(Dataset rows)

§ §

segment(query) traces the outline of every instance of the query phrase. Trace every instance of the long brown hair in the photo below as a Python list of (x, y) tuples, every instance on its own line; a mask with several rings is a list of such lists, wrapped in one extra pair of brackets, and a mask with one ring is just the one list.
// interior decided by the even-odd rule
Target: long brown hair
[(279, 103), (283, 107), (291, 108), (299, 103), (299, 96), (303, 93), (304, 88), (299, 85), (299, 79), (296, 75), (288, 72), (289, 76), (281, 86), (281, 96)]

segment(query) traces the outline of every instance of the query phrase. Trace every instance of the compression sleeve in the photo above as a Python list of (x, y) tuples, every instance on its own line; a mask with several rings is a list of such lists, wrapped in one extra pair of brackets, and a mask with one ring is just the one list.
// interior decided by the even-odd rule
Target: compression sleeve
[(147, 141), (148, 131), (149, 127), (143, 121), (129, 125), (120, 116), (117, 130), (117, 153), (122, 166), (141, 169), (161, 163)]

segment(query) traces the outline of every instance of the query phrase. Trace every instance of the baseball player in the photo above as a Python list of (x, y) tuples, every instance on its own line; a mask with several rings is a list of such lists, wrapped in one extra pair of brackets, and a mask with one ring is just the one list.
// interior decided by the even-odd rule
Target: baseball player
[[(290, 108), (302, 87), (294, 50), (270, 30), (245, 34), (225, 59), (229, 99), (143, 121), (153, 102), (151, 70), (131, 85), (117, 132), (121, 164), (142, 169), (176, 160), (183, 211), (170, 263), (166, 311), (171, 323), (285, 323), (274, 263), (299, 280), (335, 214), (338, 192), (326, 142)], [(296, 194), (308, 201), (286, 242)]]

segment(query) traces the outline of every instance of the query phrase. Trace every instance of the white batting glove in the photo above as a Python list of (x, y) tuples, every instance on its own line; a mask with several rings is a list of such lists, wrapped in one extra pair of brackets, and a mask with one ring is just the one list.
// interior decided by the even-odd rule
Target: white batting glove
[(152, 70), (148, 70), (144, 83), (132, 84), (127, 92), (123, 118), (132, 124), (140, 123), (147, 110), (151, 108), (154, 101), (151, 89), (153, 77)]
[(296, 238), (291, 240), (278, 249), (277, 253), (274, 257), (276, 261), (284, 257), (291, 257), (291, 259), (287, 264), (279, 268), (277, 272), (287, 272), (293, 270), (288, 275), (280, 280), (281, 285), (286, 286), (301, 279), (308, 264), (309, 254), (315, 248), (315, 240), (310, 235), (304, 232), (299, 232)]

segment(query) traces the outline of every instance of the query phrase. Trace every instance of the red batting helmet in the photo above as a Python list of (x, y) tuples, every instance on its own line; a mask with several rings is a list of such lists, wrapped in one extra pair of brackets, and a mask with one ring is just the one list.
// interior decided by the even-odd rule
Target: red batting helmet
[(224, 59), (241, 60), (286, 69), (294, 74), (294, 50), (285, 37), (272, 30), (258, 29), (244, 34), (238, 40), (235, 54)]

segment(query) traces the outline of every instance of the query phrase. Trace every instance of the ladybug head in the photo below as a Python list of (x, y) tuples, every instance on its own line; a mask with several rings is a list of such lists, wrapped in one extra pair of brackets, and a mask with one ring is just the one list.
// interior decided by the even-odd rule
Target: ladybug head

§ §

### WRITTEN EXERCISE:
Can you give these rows again with every "even-odd rule" switched to "nonzero winding rule" and everything else left unchanged?

### FINAL RESULT:
segment(query) traces the outline of every instance of the query phrase. Trace every instance of the long brown hair in the photo below as a Python list of (x, y) tuples, every instance on its own line; a mask with several rings is a list of such lists, wrapped in one extra pair of brackets, and a mask with one ring is just the one list.
// interior decided by the nonzero winding rule
Target: long brown hair
[(279, 103), (283, 107), (291, 108), (299, 103), (299, 96), (303, 93), (304, 88), (299, 85), (299, 79), (296, 75), (288, 72), (289, 76), (281, 86), (281, 96)]

segment(query) traces the outline of every instance of the query phrase. Trace every instance of the compression sleeve in the photo above as a Python list of (x, y) tuples, every instance on its own line; a mask with several rings is a list of such lists, wrapped in one extra pair of brackets, and a mask with one ring is just the one list.
// interior decided by the nonzero winding rule
Target: compression sleeve
[(147, 141), (148, 131), (149, 127), (143, 121), (129, 125), (120, 116), (117, 130), (117, 153), (122, 166), (141, 169), (161, 163)]

segment(query) traces the outline of every instance of the query phrase. Trace every instance of the baseball player in the photo above as a Python list of (x, y) tuples, every instance on its own line; a mask with several rings is a list of such lists, wrapped in one extra pair of brackets, and a mask with one ring is just the one list.
// interior decided by the nonzero winding rule
Target: baseball player
[[(290, 108), (302, 87), (294, 50), (270, 30), (245, 34), (225, 59), (229, 99), (143, 121), (153, 102), (151, 70), (131, 85), (117, 132), (121, 164), (142, 169), (176, 160), (183, 211), (170, 263), (166, 311), (171, 323), (285, 323), (274, 263), (299, 280), (335, 214), (338, 192), (326, 142)], [(296, 194), (308, 201), (286, 242)]]

segment(query) traces the outline of every instance of the query phrase. Trace every instance of the white batting glove in the photo above as a Python list of (x, y) tuples, every instance on its own line; a mask with several rings is a list of such lists, wrapped in one extra pair of brackets, and a mask with one ring is just the one list.
// interior decided by the nonzero winding rule
Target: white batting glove
[(152, 70), (148, 70), (144, 83), (132, 84), (127, 92), (123, 118), (132, 124), (140, 123), (147, 110), (151, 108), (154, 101), (151, 89), (153, 77)]
[(296, 238), (291, 240), (278, 249), (277, 253), (274, 257), (276, 261), (284, 257), (291, 257), (291, 259), (287, 264), (279, 268), (277, 272), (287, 272), (293, 270), (288, 275), (280, 280), (281, 285), (286, 286), (301, 279), (308, 264), (309, 254), (315, 248), (315, 240), (310, 235), (304, 232), (299, 232)]

segment(query) traces the outline of every instance of the query phrase. Trace every instance of the red batting helmet in the photo above as a Python list of (x, y) tuples, every instance on its own line; a mask with several rings is a list of such lists, wrapped in one extra pair of brackets, and a mask with one ring is just the one list.
// interior decided by the nonzero winding rule
Target: red batting helmet
[(224, 59), (241, 60), (286, 69), (294, 74), (294, 50), (285, 37), (272, 30), (258, 29), (244, 34), (238, 40), (235, 54)]

segment(query) traces the outline of every instance of the query phrase. Trace every instance of the ladybug head in the photo below as a Python list of (x, y) tuples, every instance on its own line; a mask with several rings is a list of such lists, wrapped in one extra pair of brackets, and a mask with one ring is just the one list.
// interior decided by the nonzero winding rule
Target: ladybug head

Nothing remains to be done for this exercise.